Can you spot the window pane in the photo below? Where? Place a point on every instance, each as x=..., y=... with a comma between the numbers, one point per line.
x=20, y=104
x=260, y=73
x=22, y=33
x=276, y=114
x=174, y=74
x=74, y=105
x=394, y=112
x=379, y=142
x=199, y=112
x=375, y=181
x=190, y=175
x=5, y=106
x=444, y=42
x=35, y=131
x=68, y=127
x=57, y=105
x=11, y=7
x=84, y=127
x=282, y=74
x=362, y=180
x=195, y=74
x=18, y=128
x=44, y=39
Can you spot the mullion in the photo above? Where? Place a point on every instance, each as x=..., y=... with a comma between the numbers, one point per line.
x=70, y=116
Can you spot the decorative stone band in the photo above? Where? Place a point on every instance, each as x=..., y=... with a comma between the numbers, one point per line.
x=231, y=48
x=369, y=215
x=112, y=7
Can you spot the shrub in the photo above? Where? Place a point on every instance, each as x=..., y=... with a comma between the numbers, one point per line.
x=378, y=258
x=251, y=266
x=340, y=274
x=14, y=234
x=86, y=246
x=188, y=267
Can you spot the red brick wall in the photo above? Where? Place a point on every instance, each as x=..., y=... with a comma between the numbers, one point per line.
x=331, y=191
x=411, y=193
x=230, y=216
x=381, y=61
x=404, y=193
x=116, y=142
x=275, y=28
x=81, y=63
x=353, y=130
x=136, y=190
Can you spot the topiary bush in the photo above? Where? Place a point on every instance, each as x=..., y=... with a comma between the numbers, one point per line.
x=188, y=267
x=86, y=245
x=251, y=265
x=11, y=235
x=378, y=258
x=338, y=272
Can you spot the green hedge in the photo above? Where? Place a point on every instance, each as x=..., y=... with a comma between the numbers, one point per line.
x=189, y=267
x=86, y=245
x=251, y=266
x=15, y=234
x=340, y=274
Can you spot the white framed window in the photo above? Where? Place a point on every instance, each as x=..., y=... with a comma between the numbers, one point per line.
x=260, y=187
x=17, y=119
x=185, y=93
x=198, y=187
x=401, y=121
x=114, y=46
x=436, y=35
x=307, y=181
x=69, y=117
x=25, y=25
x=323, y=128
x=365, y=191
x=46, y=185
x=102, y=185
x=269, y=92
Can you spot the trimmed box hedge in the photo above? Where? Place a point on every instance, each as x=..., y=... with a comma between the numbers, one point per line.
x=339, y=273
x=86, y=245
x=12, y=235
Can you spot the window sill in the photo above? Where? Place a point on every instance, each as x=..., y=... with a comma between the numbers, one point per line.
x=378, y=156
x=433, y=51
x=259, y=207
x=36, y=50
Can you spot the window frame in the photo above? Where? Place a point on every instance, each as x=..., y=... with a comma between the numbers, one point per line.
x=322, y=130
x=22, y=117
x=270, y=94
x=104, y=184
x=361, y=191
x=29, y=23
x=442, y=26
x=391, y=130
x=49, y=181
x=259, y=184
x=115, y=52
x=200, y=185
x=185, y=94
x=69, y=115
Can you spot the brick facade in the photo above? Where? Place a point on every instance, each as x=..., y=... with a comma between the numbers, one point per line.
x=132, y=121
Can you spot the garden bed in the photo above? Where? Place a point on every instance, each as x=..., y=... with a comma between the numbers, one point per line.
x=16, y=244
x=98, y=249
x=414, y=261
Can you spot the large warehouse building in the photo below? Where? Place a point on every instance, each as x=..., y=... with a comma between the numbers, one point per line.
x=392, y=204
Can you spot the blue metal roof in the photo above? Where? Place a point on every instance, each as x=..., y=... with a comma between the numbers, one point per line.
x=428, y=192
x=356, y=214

(What is expected) Put all of the entries above into a numbered list, leaving out any blank lines.

(Reply to the exercise)
1. Can you spot the window pane in the photo below? Where? Place a point on every instance, each as x=..., y=... with a comma between the numbers, one point per line.
2. x=20, y=104
3. x=260, y=73
4. x=22, y=33
5. x=276, y=114
6. x=174, y=74
7. x=74, y=105
8. x=394, y=112
9. x=379, y=142
10. x=199, y=112
11. x=375, y=181
12. x=190, y=175
13. x=5, y=106
14. x=444, y=42
15. x=35, y=131
16. x=68, y=127
17. x=57, y=105
18. x=11, y=7
19. x=84, y=127
20. x=282, y=74
21. x=362, y=180
22. x=195, y=74
23. x=18, y=128
24. x=44, y=39
25. Can you spot the mullion in the photo above? Where? Place a point on every instance, each as x=..., y=... with a comma between the numbers, one point per line.
26. x=70, y=116
27. Can you spot the decorative stone band in the photo above? Where? Place a point on every instance, each as x=..., y=... with a comma between the numbers, one point per line.
28. x=231, y=48
29. x=369, y=215
30. x=112, y=7
31. Can you spot the shrub in the photo above? Where? Place a point on every instance, each as x=..., y=... with a comma between the numbers, one point per line.
32. x=378, y=258
33. x=251, y=266
34. x=340, y=274
35. x=14, y=234
36. x=86, y=246
37. x=188, y=267
38. Can you spot the red brick wall in the photo above? Where? Place a point on every instance, each as x=..., y=... with a comma between the numbers, one point per line.
39. x=331, y=191
40. x=411, y=193
41. x=230, y=216
42. x=381, y=61
43. x=404, y=193
44. x=116, y=142
45. x=275, y=28
46. x=81, y=63
47. x=353, y=130
48. x=136, y=190
49. Can you spot the topiary bush in the photo above? Where? Place a point on every instance, each as x=..., y=... with a comma between the numbers, one point per line.
50. x=188, y=267
51. x=86, y=245
52. x=251, y=265
53. x=11, y=235
54. x=378, y=258
55. x=338, y=272
56. Can you spot the green hedge in the photo above? Where? Place a point on every instance, each as x=..., y=... with a comma between the numbers, one point per line.
57. x=189, y=267
58. x=86, y=245
59. x=251, y=266
60. x=15, y=234
61. x=340, y=274
62. Can you spot the white framed window in the photo above? Where? Place a point on every instance, each as x=..., y=... with a comma between the numbers, one point per line.
63. x=260, y=187
64. x=17, y=119
65. x=185, y=93
66. x=198, y=187
67. x=401, y=121
68. x=114, y=46
69. x=436, y=35
70. x=307, y=181
71. x=69, y=117
72. x=25, y=25
73. x=323, y=128
74. x=365, y=191
75. x=46, y=185
76. x=102, y=185
77. x=269, y=92
78. Can you spot the trimmed box hedge in the photo above? Where? Place a point on every instance, each as x=..., y=... with a comma between the numbers, one point per line.
79. x=339, y=273
80. x=86, y=245
81. x=12, y=235
82. Can you spot the window sill in the photo above? Where? Place a point on every instance, each as x=..., y=... with a comma between the numbers, one point per line.
83. x=378, y=156
84. x=433, y=51
85. x=259, y=207
86. x=36, y=50
87. Can you spot the window frame in the photo above? Where? Place a point on every instance, each as x=..., y=... with a comma between the numbers, one point per line.
88. x=322, y=130
89. x=22, y=117
90. x=270, y=94
91. x=104, y=184
92. x=361, y=191
93. x=29, y=23
94. x=442, y=26
95. x=391, y=130
96. x=49, y=181
97. x=259, y=184
98. x=115, y=52
99. x=200, y=185
100. x=185, y=94
101. x=69, y=115
102. Can you spot the brick facade in the photo above? Where? Place a point on every instance, each as x=..., y=... with a comma between the numbers, one point per line.
103. x=132, y=121
104. Can you spot the garden bed in the photo above? Where? Place a point on every instance, each as x=..., y=... with a comma between the numbers, one point per line.
105. x=16, y=244
106. x=98, y=249
107. x=414, y=261
108. Can you spot the large warehouse building in the photo below? Where? Place a point on every instance, each as x=..., y=... with a comma between the numbers, one point per line.
109. x=392, y=204
110. Can you spot the blue metal roof in the photo above? Where? Place a point on every instance, each as x=..., y=... with a comma between the numbers, one point per line.
111. x=428, y=192
112. x=356, y=214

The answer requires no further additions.